§ Task brief
In this exercise, the data must be written out exactly.

§ Provided data
::::::::

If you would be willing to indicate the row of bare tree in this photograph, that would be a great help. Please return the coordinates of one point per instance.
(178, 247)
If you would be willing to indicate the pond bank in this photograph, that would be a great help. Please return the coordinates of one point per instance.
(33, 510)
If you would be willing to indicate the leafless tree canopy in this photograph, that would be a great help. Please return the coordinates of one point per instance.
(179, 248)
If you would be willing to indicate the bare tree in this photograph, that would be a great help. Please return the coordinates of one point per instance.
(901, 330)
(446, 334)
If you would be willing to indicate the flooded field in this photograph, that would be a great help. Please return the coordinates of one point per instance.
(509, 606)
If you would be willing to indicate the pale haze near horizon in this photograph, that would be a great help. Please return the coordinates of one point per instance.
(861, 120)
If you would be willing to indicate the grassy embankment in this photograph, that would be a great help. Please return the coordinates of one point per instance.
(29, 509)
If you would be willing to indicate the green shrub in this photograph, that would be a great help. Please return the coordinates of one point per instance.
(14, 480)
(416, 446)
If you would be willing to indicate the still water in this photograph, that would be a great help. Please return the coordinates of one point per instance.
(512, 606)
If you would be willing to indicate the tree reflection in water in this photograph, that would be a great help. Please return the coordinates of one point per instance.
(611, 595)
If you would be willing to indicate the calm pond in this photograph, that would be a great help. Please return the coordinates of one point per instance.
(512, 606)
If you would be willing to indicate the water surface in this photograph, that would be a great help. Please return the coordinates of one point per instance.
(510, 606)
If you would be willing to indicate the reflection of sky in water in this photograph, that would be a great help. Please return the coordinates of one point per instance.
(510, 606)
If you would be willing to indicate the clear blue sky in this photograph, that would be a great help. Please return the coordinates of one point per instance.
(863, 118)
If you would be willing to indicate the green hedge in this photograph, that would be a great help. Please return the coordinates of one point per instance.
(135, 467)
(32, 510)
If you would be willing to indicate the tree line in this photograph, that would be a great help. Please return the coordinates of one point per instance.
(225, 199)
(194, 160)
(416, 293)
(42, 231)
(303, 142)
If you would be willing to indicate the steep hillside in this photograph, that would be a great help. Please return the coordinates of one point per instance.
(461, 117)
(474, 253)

::::::::

§ Result
If you would be willing to indicate the row of bare tree in this photograph, that would be a great help. Please return the coordinates of one point per instance.
(178, 247)
If you would be willing to indicate the pond bank in this photograph, that would be a great help. Please return the coordinates of one point per instance.
(33, 510)
If you would be willing to indicate the leafless tree canopy in this photograph, that would be a great help. Please return the coordinates of one point per instance.
(179, 248)
If you would be willing to indicate the bare tree in this photograph, that would be a great help. Please return the coordinates of one point per instance.
(901, 330)
(446, 334)
If you would be willing to indicate the flooded field in this photograph, that would be a great help. Please return the coordinates of one point per instance.
(509, 606)
If you would be willing to indicate the pale haze near horizon in this photograph, that would be a great help. Please return the coordinates of one point per instance.
(861, 120)
If you would be willing to indicate the grassy embankment in this photograph, that would be a great help. Please return the coordinates of one point per instance.
(29, 509)
If you would be willing to indicate the green shrub in this photograph, that would be a great help. Please return the coordinates of one point per instance.
(14, 480)
(416, 446)
If you would be willing to indicate the still water in this photograph, that would be a great help. Please return the coordinates of one point per instance.
(512, 606)
If you would be willing to indicate the tree reflection in water in this photograph, that would be a great help. Please return the coordinates of one point per instance.
(611, 595)
If you would be willing to indicate the calm pond in this photograph, that would be a great help. Please return the coordinates of one point per instance.
(512, 606)
If you would be willing to indicate the water surface in this photograph, that would be a great help. Please return the coordinates of one point per instance.
(510, 606)
If you would be willing to indicate the reflection of sky in water in this photograph, that would be a great help. Please return the coordinates of one point per instance.
(510, 606)
If you would be willing to indicate the clear blue sky in this photograph, that would be a great help. Please return the coordinates of one point per instance.
(863, 118)
If you would be willing to indicate the green hedge in this photograph, that would be a great help. Please return the coordinates of one point per instance.
(135, 467)
(32, 510)
If you would be willing to indicate the tree line in this photograph, that would be a great help. Please return the coordinates of one point per instance.
(225, 199)
(194, 160)
(416, 293)
(42, 231)
(303, 142)
If you would be willing to indicate the steep hillside in this photograph, that would be a great help. Please return the coordinates of one point per instance.
(461, 117)
(474, 253)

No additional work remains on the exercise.